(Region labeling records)
- - -

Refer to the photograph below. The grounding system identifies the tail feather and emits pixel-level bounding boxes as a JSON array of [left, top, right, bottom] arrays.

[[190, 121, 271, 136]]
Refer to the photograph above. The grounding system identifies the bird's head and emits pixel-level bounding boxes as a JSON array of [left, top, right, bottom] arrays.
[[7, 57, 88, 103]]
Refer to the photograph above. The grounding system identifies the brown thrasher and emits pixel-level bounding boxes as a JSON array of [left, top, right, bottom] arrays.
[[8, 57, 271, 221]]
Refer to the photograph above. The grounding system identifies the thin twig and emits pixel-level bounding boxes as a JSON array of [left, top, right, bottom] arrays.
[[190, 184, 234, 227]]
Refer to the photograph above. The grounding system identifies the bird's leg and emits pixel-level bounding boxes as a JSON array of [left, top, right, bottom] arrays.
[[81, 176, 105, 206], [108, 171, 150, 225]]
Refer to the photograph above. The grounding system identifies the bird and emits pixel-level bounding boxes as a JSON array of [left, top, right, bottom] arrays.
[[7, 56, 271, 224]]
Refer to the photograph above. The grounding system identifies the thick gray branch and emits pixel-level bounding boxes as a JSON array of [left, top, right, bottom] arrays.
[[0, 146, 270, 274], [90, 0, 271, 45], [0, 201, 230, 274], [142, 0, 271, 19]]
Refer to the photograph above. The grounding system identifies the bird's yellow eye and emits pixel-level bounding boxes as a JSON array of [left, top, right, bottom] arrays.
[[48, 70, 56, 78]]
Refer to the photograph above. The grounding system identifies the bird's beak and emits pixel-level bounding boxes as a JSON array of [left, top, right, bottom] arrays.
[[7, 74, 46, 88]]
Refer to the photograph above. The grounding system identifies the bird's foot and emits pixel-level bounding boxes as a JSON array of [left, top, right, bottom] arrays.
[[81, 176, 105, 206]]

- - -

Short exercise >> Can you render all of the material above as a two-column CSV with the headers text and answer, giving one row for each text and its answer, with every field in quotes and line breaks turned into spaces?

Result for this task >>
text,answer
"Refer to the photograph below. The grounding system identifies the tail feather and emits pixel-level bounding boxes as a JSON array of [left, top, right, bottom] arrays.","[[190, 121, 271, 136]]"
"Refer to the photograph above. The grounding system identifies the bird's head and emits pixel-level bounding boxes as a JSON array of [left, top, right, bottom] arrays.","[[7, 57, 88, 103]]"
"Refer to the photograph above. The grounding system identifies the brown thrasher and emits pixel-level bounding boxes as a JSON array of [left, top, right, bottom] arrays.","[[8, 57, 271, 221]]"
"Refer to the photograph above. The grounding system identifies the thin twig and emits pixel-level bounding boxes as a JSON array of [left, top, right, bottom] arrays.","[[190, 184, 234, 227]]"
"Refer to the photograph above. The grounding system identifies the bird's leg and emits pixel-level bounding boxes as a JSON array of [left, top, right, bottom] arrays.","[[81, 176, 105, 206], [108, 171, 150, 225]]"
"Refer to the photograph above. The grounding system identifies the bird and emits pixel-level bounding boxes as a JSON array of [left, top, right, bottom] arrays.","[[7, 56, 271, 224]]"
"Refer to the photograph above. The grounding system identifies the thick gray branch and emits pixel-level bounding boxes as a JSON array of [left, top, right, bottom] arrays.","[[0, 146, 270, 274], [90, 0, 271, 45], [0, 201, 230, 274], [142, 0, 271, 19]]"
"Refer to the photograph above. The grounding system identifies the bird's yellow eye and emits pixel-level bounding boxes as a JSON array of [left, top, right, bottom] arrays.","[[48, 70, 56, 78]]"
"Refer to the photograph above. The grounding system identifies the bird's beak and emits pixel-level bounding boxes as a JSON array of [left, top, right, bottom] arrays.","[[7, 74, 46, 88]]"
"Refer to the photograph above. The grounding system identifies the bird's foot and emits pixel-level bounding boxes as a JSON array of [left, top, right, bottom] arrays.","[[81, 176, 105, 206]]"